> [WORK INSTRUCTIONS]: Rewrite every line of the material below, from the line holding "Place one point on every instance of the hazy" through the end of the material, inclusive. Scale only the answer coordinates that follow each "Target:" line by 0.25, rounding to whole numbers with halves rounded up, and leave every other line, including the sample coordinates, unchanged.

> [GIVEN INFORMATION]:
——
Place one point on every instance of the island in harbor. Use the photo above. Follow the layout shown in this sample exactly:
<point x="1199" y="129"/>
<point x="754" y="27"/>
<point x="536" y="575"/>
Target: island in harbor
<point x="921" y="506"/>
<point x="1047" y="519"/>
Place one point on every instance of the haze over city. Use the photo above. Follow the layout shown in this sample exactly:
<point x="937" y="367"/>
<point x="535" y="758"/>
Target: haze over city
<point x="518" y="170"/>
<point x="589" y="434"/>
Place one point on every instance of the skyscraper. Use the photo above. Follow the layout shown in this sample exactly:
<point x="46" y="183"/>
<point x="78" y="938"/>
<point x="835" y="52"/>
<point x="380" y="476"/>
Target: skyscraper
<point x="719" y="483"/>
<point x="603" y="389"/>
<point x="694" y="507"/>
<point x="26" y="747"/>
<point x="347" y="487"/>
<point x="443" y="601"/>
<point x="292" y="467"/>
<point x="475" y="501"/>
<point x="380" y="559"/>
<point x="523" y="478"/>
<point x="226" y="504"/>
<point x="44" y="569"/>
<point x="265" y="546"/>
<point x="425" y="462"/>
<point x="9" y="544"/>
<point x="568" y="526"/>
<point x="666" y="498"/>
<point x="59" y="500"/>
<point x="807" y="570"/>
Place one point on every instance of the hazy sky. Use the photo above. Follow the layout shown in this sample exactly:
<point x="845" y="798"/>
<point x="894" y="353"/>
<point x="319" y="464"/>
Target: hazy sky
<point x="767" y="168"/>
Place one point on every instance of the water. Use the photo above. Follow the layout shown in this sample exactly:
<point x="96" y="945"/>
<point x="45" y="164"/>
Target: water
——
> [RESPONSE]:
Place one point on every instance of the hazy sky. Use the photo above. Follow the layout shown in this sample exactly:
<point x="845" y="798"/>
<point x="894" y="353"/>
<point x="319" y="464"/>
Target: hazy sky
<point x="192" y="42"/>
Place one point on every instance of the water. Use the photo above. Follow the layout shown in this sample exactly:
<point x="96" y="945"/>
<point x="45" y="164"/>
Target: water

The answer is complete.